* BEGIN DATA LINES *

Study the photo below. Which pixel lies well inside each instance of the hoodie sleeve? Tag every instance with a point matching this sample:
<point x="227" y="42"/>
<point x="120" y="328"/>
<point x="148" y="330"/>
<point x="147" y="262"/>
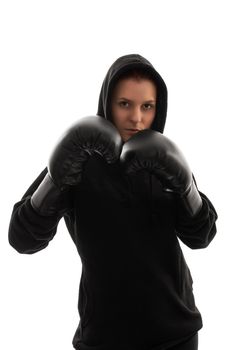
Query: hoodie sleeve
<point x="30" y="232"/>
<point x="197" y="232"/>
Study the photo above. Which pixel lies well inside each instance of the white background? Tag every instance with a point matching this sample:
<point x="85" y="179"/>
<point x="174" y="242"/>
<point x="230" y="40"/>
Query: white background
<point x="54" y="56"/>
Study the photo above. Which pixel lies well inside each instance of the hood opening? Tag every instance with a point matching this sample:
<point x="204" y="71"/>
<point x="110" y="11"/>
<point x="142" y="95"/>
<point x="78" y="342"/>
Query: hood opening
<point x="118" y="69"/>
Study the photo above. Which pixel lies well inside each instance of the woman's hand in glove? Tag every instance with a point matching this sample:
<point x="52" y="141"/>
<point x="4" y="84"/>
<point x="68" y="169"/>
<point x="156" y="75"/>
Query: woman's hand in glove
<point x="154" y="152"/>
<point x="89" y="135"/>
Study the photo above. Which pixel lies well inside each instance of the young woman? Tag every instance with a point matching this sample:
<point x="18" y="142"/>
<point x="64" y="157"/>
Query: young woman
<point x="126" y="193"/>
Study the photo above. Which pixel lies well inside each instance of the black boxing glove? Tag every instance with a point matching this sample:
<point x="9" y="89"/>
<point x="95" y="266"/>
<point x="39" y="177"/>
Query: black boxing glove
<point x="154" y="152"/>
<point x="87" y="136"/>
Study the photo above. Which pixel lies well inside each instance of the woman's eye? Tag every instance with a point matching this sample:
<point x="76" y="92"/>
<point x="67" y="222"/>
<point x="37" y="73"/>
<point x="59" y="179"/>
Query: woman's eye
<point x="124" y="104"/>
<point x="148" y="106"/>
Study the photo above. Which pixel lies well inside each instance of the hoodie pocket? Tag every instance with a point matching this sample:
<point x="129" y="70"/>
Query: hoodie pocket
<point x="85" y="303"/>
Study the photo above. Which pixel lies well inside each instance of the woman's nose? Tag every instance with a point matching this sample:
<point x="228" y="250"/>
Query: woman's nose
<point x="136" y="115"/>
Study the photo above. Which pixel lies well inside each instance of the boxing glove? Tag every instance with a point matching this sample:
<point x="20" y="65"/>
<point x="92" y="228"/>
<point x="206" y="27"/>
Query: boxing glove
<point x="154" y="152"/>
<point x="89" y="135"/>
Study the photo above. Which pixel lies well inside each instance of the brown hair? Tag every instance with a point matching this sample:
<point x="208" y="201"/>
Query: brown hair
<point x="138" y="74"/>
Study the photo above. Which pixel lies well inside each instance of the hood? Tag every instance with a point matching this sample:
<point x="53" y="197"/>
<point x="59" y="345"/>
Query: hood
<point x="119" y="67"/>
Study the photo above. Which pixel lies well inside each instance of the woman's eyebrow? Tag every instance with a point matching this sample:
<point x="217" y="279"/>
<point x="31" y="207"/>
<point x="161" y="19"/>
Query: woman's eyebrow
<point x="126" y="99"/>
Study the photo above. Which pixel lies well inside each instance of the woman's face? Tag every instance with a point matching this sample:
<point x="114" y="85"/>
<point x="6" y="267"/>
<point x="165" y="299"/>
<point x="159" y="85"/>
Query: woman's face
<point x="133" y="106"/>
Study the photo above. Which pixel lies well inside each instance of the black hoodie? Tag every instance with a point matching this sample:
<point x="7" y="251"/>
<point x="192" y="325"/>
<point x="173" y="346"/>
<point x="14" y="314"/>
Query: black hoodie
<point x="136" y="290"/>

* END DATA LINES *

**WHAT TO WORK ON:** Give back all of the data above word for word, but leave out the pictures.

**FINAL RESULT:**
Study the photo below. Which pixel lies well inside each instance of the hoodie sleeve? Tag every instance with a point matching this sample:
<point x="227" y="42"/>
<point x="120" y="328"/>
<point x="148" y="330"/>
<point x="147" y="262"/>
Query: hoodie sleeve
<point x="30" y="232"/>
<point x="197" y="232"/>
Study the photo above. Which pixel lies well inside each instance of the white background? Tag every instance with a point matching this sample:
<point x="85" y="179"/>
<point x="174" y="242"/>
<point x="230" y="40"/>
Query: white background
<point x="54" y="56"/>
Study the photo above. Which pixel lies well inside each instance of the hood opening? Tag every instance with a point matching this sample:
<point x="204" y="71"/>
<point x="110" y="11"/>
<point x="142" y="95"/>
<point x="78" y="342"/>
Query: hood opening
<point x="118" y="69"/>
Study the photo above. Which pixel lies well inside each instance of the woman's hand in glove? Tag every instance with a point matching this sample:
<point x="52" y="141"/>
<point x="4" y="84"/>
<point x="68" y="169"/>
<point x="156" y="75"/>
Query: woman's hand in glove
<point x="154" y="152"/>
<point x="89" y="135"/>
Study the photo above. Which pixel lies well inside each instance of the young woman? Tag every instance with a point matching this sample:
<point x="18" y="142"/>
<point x="64" y="157"/>
Query: young woman
<point x="126" y="193"/>
Study the photo above. Which pixel lies well inside each instance of the black boxing glove? Tag every instance with a point matching this sample:
<point x="9" y="89"/>
<point x="95" y="266"/>
<point x="39" y="177"/>
Query: black boxing glove
<point x="154" y="152"/>
<point x="87" y="136"/>
Study the photo above. Which pixel lies well inside each instance of the woman's eye? Tag every instance with a point matching this sample:
<point x="76" y="92"/>
<point x="67" y="222"/>
<point x="37" y="73"/>
<point x="59" y="179"/>
Query: woman's eye
<point x="124" y="104"/>
<point x="148" y="106"/>
Study the photo above. Which pixel lies well inside each instance of the hoodie pocket? Tag every instance with a point matching this sample:
<point x="129" y="70"/>
Query: hoodie pocket
<point x="85" y="303"/>
Study the photo above. Which pixel lies well inside each instance of the woman's nose? Tag every instance with a point matching this sample:
<point x="228" y="250"/>
Query: woman's nose
<point x="136" y="115"/>
Study the photo above. Which pixel lies well inside each instance of the boxing glove? Tag every instance with a point matching this sample:
<point x="20" y="65"/>
<point x="92" y="228"/>
<point x="206" y="27"/>
Query: boxing glove
<point x="154" y="152"/>
<point x="89" y="135"/>
Study the photo above. Which pixel lies well inside each instance of the brown hair? Tag every instance with a point matching this sample:
<point x="208" y="201"/>
Query: brown hair
<point x="138" y="74"/>
Study the photo above. Which pixel lies well inside each instance of the hood? Tag every instance with a point matching this sample:
<point x="53" y="197"/>
<point x="59" y="345"/>
Query: hood
<point x="119" y="67"/>
Study the photo above. Which pixel lies well inside each instance of the woman's eyebrow? Tag every instance with a point matching this sample:
<point x="217" y="279"/>
<point x="31" y="207"/>
<point x="161" y="19"/>
Query: woman's eyebrow
<point x="126" y="99"/>
Study the photo above. Which pixel lies well inside each instance of the woman's face? Tag every instance with a point matching this sample:
<point x="114" y="85"/>
<point x="6" y="267"/>
<point x="165" y="299"/>
<point x="159" y="85"/>
Query: woman's face
<point x="133" y="106"/>
Study the photo above. Which pixel lies well inside each instance of the black hoodie? Tag every instance with a point matching this sample:
<point x="7" y="251"/>
<point x="192" y="325"/>
<point x="173" y="346"/>
<point x="14" y="314"/>
Query: black hoodie
<point x="136" y="290"/>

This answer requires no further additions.